• _PROVIDED DATA_
---
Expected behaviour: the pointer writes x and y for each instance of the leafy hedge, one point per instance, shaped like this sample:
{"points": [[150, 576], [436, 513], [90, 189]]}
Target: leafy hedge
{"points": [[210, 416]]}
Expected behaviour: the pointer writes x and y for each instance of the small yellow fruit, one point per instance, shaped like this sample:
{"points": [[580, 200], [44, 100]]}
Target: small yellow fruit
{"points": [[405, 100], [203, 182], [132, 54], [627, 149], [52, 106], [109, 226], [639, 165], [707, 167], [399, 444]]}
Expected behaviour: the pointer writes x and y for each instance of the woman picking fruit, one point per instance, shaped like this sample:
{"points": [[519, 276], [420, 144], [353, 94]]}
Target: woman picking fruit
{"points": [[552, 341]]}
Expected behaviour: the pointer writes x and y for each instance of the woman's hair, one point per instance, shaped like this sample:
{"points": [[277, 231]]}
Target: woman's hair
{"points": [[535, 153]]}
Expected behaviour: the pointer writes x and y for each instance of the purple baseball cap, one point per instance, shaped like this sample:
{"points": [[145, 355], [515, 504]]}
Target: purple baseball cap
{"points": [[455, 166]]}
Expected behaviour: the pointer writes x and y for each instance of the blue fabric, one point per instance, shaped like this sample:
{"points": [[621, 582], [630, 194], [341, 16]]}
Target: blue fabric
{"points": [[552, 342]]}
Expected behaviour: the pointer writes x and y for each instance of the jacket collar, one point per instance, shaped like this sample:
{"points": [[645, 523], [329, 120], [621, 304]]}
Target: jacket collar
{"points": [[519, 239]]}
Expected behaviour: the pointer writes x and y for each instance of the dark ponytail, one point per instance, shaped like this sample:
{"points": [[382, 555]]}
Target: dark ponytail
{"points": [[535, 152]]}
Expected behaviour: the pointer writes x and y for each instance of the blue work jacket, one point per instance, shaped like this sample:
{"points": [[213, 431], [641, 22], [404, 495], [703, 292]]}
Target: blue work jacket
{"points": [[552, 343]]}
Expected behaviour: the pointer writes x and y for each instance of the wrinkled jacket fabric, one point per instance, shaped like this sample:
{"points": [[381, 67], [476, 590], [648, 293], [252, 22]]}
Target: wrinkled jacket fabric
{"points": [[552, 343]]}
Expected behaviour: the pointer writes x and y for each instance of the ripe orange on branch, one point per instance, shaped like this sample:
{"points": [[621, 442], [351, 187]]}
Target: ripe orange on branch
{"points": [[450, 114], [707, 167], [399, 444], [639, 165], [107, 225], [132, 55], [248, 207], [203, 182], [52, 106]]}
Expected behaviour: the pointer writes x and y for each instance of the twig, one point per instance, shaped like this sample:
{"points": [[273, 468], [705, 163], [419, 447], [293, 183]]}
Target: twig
---
• _WORK INSTRUCTIONS_
Find the word "Expected" in the entries above and gather every line that holds it.

• _RESPONSE TO THIS EXERCISE_
Expected behaviour: the pointer writes x and y for each instance of the leafy hedge, one point per instance, shaped like this sample:
Expected behaviour: the pointer writes x and y for each instance of the small yellow fruit, one point per instance, shaped like this sample:
Expected behaviour: the pointer writes x and y for each instance of the woman picking fruit, one point per instance, shaped like this sample:
Expected behaviour: the pointer writes x and y for each instance of the woman's hair, one point per instance, shaped like this sample:
Expected behaviour: the pointer writes x and y for each instance of the purple baseball cap, one point per instance, shaped like this sample:
Expected behaviour: the pointer writes x and y for each instance of the blue fabric, one point per instance, shaped like this sample:
Expected behaviour: the pointer writes x and y for each instance of the jacket collar, one point per instance, shaped like this sample:
Expected behaviour: the pointer writes x and y for each instance of the dark ponytail, one point per instance, shaped like this sample:
Expected behaviour: the pointer writes x and y for each instance of the blue work jacket, one point per instance, shaped like this sample:
Expected behaviour: the pointer writes x and y for each instance of the wrinkled jacket fabric, one point per instance, shaped like this sample:
Expected behaviour: the pointer writes x and y for each instance of the ripe orange on branch, one point per instance, shaped like this sample:
Expected behaviour: the pointer writes x and y for each instance of the twig, one point per instance, shaped like this sample:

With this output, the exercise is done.